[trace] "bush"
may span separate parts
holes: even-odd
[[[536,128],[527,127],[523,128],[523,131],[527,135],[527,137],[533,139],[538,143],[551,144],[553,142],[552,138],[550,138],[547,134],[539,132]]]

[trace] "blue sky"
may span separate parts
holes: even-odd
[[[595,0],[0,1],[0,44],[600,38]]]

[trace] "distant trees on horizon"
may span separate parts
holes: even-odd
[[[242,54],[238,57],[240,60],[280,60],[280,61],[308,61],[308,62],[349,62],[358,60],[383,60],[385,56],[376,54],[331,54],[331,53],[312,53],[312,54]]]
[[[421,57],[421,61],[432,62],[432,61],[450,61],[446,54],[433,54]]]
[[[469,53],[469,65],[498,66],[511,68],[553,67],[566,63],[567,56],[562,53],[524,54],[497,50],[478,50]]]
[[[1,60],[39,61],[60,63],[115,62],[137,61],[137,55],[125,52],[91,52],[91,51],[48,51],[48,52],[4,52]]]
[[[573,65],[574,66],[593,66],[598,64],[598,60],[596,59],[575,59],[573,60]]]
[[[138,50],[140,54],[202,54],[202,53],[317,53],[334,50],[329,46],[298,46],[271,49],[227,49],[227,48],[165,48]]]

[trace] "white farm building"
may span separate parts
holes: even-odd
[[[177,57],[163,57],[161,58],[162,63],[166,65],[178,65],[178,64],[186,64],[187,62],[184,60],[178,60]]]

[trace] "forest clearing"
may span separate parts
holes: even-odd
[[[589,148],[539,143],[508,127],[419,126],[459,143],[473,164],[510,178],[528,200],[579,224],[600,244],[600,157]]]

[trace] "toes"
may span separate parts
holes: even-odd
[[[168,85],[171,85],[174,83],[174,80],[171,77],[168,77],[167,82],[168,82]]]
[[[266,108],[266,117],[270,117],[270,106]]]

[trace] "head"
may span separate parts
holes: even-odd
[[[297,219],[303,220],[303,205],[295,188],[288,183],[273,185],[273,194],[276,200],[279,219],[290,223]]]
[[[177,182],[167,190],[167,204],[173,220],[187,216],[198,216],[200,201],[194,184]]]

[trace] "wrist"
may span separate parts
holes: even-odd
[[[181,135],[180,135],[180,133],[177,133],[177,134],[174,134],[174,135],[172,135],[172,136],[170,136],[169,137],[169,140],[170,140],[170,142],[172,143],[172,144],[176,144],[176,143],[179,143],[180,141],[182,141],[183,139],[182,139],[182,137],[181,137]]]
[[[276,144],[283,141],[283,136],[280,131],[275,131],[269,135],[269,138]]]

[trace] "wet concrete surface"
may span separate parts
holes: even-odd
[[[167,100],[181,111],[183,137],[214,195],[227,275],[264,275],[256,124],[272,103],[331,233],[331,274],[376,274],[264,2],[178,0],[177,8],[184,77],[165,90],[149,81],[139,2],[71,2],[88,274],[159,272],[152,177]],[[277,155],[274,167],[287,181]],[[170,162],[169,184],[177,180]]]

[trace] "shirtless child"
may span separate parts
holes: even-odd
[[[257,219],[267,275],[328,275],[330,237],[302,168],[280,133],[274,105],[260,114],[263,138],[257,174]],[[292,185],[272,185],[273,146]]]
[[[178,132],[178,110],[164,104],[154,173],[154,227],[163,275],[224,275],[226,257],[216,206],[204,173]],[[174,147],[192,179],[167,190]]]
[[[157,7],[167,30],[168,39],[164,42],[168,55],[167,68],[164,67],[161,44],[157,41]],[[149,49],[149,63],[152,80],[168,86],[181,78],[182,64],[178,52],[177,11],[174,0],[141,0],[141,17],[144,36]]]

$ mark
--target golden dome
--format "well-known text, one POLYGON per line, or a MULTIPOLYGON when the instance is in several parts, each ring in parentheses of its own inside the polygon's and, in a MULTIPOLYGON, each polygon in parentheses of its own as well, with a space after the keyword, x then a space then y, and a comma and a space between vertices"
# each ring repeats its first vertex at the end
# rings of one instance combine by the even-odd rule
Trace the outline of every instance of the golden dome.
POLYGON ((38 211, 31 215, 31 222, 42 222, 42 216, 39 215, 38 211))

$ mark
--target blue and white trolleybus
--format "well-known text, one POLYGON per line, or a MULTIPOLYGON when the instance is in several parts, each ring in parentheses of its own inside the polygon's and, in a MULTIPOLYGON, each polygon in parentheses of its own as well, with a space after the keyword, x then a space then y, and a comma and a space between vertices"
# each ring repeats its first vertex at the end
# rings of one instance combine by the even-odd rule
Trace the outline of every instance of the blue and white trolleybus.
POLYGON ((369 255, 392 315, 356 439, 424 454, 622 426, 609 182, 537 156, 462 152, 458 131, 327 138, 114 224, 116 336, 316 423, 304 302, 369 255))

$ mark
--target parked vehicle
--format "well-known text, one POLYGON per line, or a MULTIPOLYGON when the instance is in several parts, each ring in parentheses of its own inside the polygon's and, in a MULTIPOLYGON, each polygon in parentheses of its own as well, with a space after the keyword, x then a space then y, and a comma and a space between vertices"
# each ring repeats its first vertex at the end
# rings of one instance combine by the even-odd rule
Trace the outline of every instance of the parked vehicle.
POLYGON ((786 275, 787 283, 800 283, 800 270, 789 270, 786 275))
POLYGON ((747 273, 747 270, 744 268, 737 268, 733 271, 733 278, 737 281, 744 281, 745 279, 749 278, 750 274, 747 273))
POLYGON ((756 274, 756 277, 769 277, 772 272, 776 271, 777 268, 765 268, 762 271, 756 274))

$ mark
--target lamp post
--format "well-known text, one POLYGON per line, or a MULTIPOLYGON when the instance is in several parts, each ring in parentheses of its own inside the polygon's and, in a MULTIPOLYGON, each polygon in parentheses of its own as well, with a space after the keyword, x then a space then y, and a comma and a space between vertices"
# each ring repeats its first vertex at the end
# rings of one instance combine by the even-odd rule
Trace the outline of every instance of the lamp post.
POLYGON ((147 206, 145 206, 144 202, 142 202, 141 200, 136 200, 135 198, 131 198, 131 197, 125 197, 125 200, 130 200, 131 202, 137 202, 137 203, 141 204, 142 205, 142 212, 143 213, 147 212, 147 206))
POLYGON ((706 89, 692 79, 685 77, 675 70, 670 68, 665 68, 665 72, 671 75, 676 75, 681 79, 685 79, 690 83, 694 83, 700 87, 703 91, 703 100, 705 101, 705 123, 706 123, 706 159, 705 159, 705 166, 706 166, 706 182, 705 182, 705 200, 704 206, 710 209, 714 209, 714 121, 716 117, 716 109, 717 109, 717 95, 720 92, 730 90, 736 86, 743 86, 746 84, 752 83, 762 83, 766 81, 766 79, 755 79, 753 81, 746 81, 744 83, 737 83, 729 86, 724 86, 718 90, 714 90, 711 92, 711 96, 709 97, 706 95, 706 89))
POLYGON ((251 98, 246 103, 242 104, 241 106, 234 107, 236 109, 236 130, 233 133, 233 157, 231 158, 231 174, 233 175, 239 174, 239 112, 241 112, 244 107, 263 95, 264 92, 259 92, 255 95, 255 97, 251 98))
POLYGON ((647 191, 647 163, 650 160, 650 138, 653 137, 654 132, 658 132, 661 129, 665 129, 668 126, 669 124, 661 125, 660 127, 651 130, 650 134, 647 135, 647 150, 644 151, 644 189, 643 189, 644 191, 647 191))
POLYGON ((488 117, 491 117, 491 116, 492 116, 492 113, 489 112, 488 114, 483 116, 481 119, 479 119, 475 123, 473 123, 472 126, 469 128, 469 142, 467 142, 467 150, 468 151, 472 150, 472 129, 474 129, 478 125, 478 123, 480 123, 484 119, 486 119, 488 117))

+ + + + + + +

TASK REQUIREMENTS: Exactly as they appear above, return all of the records.

ANSWER SPACE:
[trace] "bush"
may span separate parts
holes: even-odd
[[[536,128],[527,127],[523,128],[523,131],[527,135],[527,137],[533,139],[538,143],[551,144],[553,142],[552,138],[550,138],[547,134],[539,132]]]

[trace] "blue sky"
may span separate parts
holes: even-odd
[[[595,0],[0,1],[0,44],[600,38]]]

[trace] "distant trees on horizon"
may span separate parts
holes: even-odd
[[[242,54],[238,57],[240,60],[280,60],[280,61],[308,61],[308,62],[349,62],[358,60],[383,60],[385,56],[376,54],[331,54],[331,53],[312,53],[312,54]]]
[[[421,57],[421,61],[432,62],[432,61],[450,61],[446,54],[433,54]]]
[[[469,53],[469,65],[498,66],[511,68],[553,67],[566,63],[567,56],[562,53],[524,54],[497,50],[478,50]]]
[[[1,60],[39,61],[60,63],[115,62],[137,61],[137,55],[125,52],[91,52],[91,51],[48,51],[48,52],[4,52]]]
[[[573,65],[574,66],[593,66],[598,64],[598,60],[596,59],[575,59],[573,60]]]
[[[138,50],[140,54],[202,54],[202,53],[317,53],[334,50],[329,46],[298,46],[271,49],[227,49],[227,48],[165,48]]]

[trace] "white farm building"
may span separate parts
holes: even-odd
[[[177,57],[163,57],[161,58],[162,63],[166,65],[178,65],[178,64],[186,64],[187,62],[184,60],[178,60]]]

[trace] "forest clearing"
may span separate parts
holes: even-odd
[[[589,148],[539,143],[508,127],[419,126],[459,143],[473,164],[510,178],[528,200],[579,224],[600,244],[600,157]]]

[trace] "toes"
may span separate parts
holes: even-odd
[[[168,85],[171,85],[174,83],[174,80],[171,77],[168,77],[167,82],[168,82]]]
[[[266,108],[266,117],[270,117],[270,106]]]

[trace] "head"
may span separate parts
holes: even-odd
[[[297,219],[303,220],[303,205],[295,188],[288,183],[273,185],[273,194],[276,200],[279,219],[290,223]]]
[[[177,182],[167,190],[167,204],[173,220],[187,216],[198,216],[200,201],[194,184]]]

[trace] "wrist"
may span separate parts
holes: even-odd
[[[181,135],[180,135],[180,133],[177,133],[177,134],[174,134],[174,135],[172,135],[172,136],[170,136],[169,137],[169,140],[170,140],[170,142],[172,143],[172,144],[176,144],[176,143],[179,143],[180,141],[182,141],[183,139],[182,139],[182,137],[181,137]]]
[[[276,144],[283,141],[283,136],[280,131],[275,131],[269,135],[269,138]]]

[trace] "wet concrete surface"
may span separate parts
holes: even-odd
[[[167,100],[181,111],[183,137],[214,195],[227,275],[264,275],[256,124],[272,103],[331,233],[331,274],[376,274],[264,2],[178,0],[177,8],[184,77],[165,90],[149,81],[139,2],[71,2],[88,274],[159,272],[152,177]],[[277,155],[274,167],[287,181]],[[170,162],[169,184],[177,180]]]

[trace] "shirtless child"
may span separate parts
holes: even-odd
[[[257,219],[267,275],[328,275],[330,237],[302,168],[280,133],[274,105],[260,114],[263,138],[257,174]],[[292,185],[272,185],[273,146]]]
[[[178,132],[178,110],[164,104],[154,173],[154,227],[163,275],[224,275],[226,257],[216,206],[204,173]],[[174,147],[192,179],[167,190]]]
[[[157,7],[167,30],[168,39],[164,42],[168,55],[167,68],[164,67],[161,44],[157,41]],[[149,49],[149,63],[152,80],[168,86],[181,78],[182,64],[178,52],[177,11],[174,0],[141,0],[141,17],[144,36]]]

$ mark
--target golden dome
--format "well-known text, one POLYGON per line, or a MULTIPOLYGON when the instance is in several parts, each ring in parentheses of its own inside the polygon's and, in a MULTIPOLYGON, each polygon in parentheses of its own as well, with a space after the keyword, x then a space then y, and a comma and a space between vertices"
# each ring repeats its first vertex at the end
# rings of one instance combine by the even-odd rule
Trace the outline of every instance of the golden dome.
POLYGON ((38 211, 31 215, 31 222, 42 222, 42 216, 39 215, 38 211))

$ mark
--target blue and white trolleybus
--format "well-known text, one POLYGON per line, or a MULTIPOLYGON when the instance is in several parts, each ring in parentheses of its own inside the polygon's and, in a MULTIPOLYGON, each polygon in parentheses of its own as well, with a space after the keyword, x then a space then y, and a comma and a space between vertices"
# each ring repeats its first vertex at the end
# rings of one instance combine by the even-odd rule
Trace the outline of every instance of the blue and white trolleybus.
POLYGON ((369 255, 392 315, 356 439, 424 454, 622 426, 609 182, 537 156, 462 152, 458 131, 327 138, 114 224, 116 336, 316 423, 304 302, 369 255))

$ mark
--target parked vehicle
--format "well-known text, one POLYGON per line, or a MULTIPOLYGON when the instance is in several parts, each ring in parentheses of its own inside the polygon's and, in a MULTIPOLYGON, each polygon in parentheses of its own as well, with a space after the keyword, x then a space then y, and a comma and a space between vertices"
# each ring repeats its first vertex at the end
# rings of one instance combine by the even-odd rule
Trace the outline of every instance of the parked vehicle.
POLYGON ((786 275, 787 283, 800 283, 800 270, 789 270, 786 275))
POLYGON ((747 273, 747 270, 744 268, 737 268, 733 271, 733 278, 737 281, 744 281, 745 279, 749 278, 750 274, 747 273))
POLYGON ((756 274, 756 277, 769 277, 772 272, 776 271, 777 268, 765 268, 762 271, 756 274))

$ mark
--target lamp post
--format "well-known text, one POLYGON per line, or a MULTIPOLYGON when the instance is in several parts, each ring in parentheses of its own inside the polygon's and, in a MULTIPOLYGON, each polygon in parentheses of its own as well, with a space after the keyword, x then a space then y, and a comma and a space between vertices"
# each ring repeats its first vertex at the end
# rings of one instance combine by the even-odd rule
Trace the outline of every instance of the lamp post.
POLYGON ((147 206, 145 206, 144 202, 142 202, 141 200, 136 200, 135 198, 131 198, 131 197, 125 197, 125 200, 130 200, 131 202, 137 202, 137 203, 141 204, 142 205, 142 212, 143 213, 147 212, 147 206))
POLYGON ((706 89, 692 79, 685 77, 675 70, 670 68, 665 68, 665 72, 671 75, 676 75, 681 79, 685 79, 690 83, 694 83, 700 87, 703 91, 703 100, 705 101, 705 123, 706 123, 706 159, 705 159, 705 166, 706 166, 706 182, 705 182, 705 200, 704 206, 710 209, 714 209, 714 121, 716 117, 716 109, 717 109, 717 95, 720 92, 730 90, 736 86, 743 86, 746 84, 752 83, 762 83, 766 81, 766 79, 755 79, 753 81, 746 81, 744 83, 737 83, 729 86, 724 86, 718 90, 714 90, 711 92, 711 96, 709 97, 706 95, 706 89))
POLYGON ((251 98, 246 103, 242 104, 241 106, 234 107, 236 109, 236 130, 233 133, 233 157, 231 158, 231 174, 233 175, 239 174, 239 112, 241 112, 244 107, 263 95, 264 92, 259 92, 255 95, 255 97, 251 98))
POLYGON ((647 191, 647 163, 650 160, 650 138, 653 137, 654 132, 658 132, 661 129, 665 129, 668 126, 669 124, 661 125, 660 127, 651 130, 650 134, 647 135, 647 150, 644 151, 644 189, 643 189, 644 191, 647 191))
POLYGON ((488 117, 491 117, 491 116, 492 116, 492 113, 489 112, 488 114, 483 116, 481 119, 479 119, 475 123, 473 123, 472 126, 469 128, 469 142, 467 142, 467 150, 468 151, 472 150, 472 129, 474 129, 478 125, 478 123, 480 123, 484 119, 486 119, 488 117))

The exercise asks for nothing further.